_WHAT TO PRODUCE:_ Please return each entry exactly as it appears, but not the pictures.

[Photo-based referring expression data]
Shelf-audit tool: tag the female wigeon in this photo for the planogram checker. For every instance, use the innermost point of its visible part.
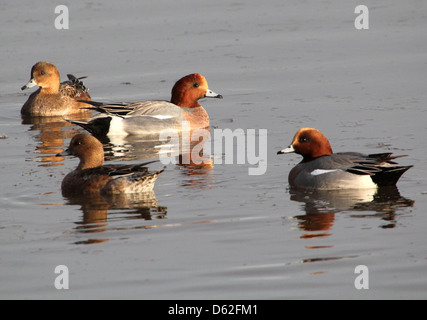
(53, 98)
(93, 177)
(151, 117)
(323, 169)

_EXERCISE SOLUTION:_
Shelf-audit tool: tag the female wigeon in this photo for the planogram checker. For every instance, use the innermost point of its visible part.
(53, 98)
(93, 177)
(151, 117)
(323, 169)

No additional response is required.